## Begin TEXT EXCERPT

The day before I voted, I looked to see what the world thought about our 2024 election and came across this story.

“‘I just want what the white people have’ – what happened to Cynthia’s dream in South Africa?” This was the headline of an online BBC article and video on the South African election. On the eve of the 1994 election, a sympathetic BBC journalist, Fergal Keane, interviewed a poor black woman, Cynthia Mthebe. 30 years later, he went back to find her in Klipgat, a rural village (in the North West, I think) to ask her how her life had improved under ANC rule. Not much, she said. She was not going to bother to vote this time. She is now 78 years old, blind, as poor as ever, and none of her children have got jobs.

Her wish, to have what white people have, is deep. It could have two interpretations: to have the assets of white people or to be like white people; to have the houses, cars, services, money, and education of white people or to have the light skin, straight hair, languages, and culture of white people. There is a vast difference between the two aspirations, and understanding it is essential to solving the white-black racial problems of the world. For the purposes of discussing South African elections, I assume she meant the former. And I am pretty sure that this is what most black people were wanting as they voted on 27 April 1994 and 29 May 2024.

## End TEXT EXCERPT
## Begin MATERIAL SHOWN

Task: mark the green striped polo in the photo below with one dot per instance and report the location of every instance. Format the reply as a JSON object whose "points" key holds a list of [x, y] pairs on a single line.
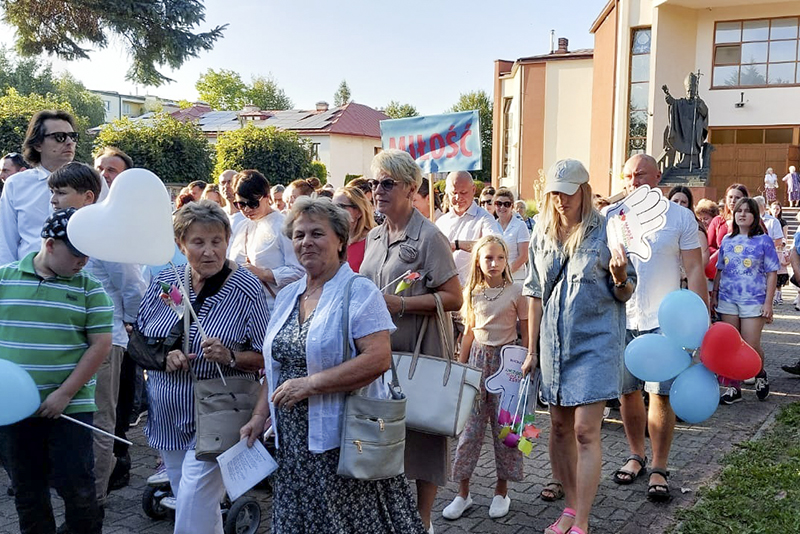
{"points": [[44, 324]]}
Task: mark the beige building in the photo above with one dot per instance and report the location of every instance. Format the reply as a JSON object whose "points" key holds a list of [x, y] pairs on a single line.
{"points": [[748, 56]]}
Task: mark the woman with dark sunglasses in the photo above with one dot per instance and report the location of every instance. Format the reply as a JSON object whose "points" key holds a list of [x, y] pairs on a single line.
{"points": [[515, 232], [408, 242], [259, 245]]}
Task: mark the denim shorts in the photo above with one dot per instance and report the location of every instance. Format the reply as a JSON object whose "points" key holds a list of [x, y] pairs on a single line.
{"points": [[630, 383], [745, 311]]}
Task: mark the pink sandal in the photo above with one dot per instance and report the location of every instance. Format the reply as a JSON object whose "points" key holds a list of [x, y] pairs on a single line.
{"points": [[569, 512]]}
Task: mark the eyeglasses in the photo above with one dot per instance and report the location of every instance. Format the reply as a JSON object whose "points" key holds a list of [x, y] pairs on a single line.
{"points": [[387, 184], [61, 137], [252, 204]]}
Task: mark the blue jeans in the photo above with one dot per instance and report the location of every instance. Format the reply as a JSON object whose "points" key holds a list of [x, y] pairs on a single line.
{"points": [[40, 451]]}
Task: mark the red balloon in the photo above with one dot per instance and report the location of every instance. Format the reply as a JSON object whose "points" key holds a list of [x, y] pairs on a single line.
{"points": [[711, 266], [725, 353]]}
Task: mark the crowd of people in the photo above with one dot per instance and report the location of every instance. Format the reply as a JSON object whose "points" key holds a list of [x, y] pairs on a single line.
{"points": [[266, 268]]}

## End MATERIAL SHOWN

Continue the essay above on Cynthia Mthebe and South Africa's elections, picking up right after its last sentence.

I voted in both, in Richards Bay in 1994 and in Sunnydale, near Fish Hoek, in 2024. My voting experience was the same in both: cheerful, safe, and friendly. On Wednesday, I stood in a genial queue for just over an hour, went through the electoral process quickly and efficiently, and voted in a most satisfying way. I had been scared I might be baffled by the third ballot paper, which I had been warned was complicated. It wasn’t at all; it was so clear and simple that even I could understand it. I enjoyed voting on 29 May. A lot of people did not.

Shambles

Apparently the voting in many places in the country was a bit of a shambles. The normally efficient Independent Electoral Commission (IEC) stumbled badly this time. The electronic system for verifying voters’ identity and address failed often, the electoral staff were not properly trained and sometimes downright unhelpful, and there were blunders everywhere. At first we were told that the long queues were because of an exceptionally high turnout. But in fact the turnout (58.5% at the time of my writing) was lower than in 2019 (66.1%). The long queues were because of IEC incompetence. Some people queued for six hours. Some people could not vote at all.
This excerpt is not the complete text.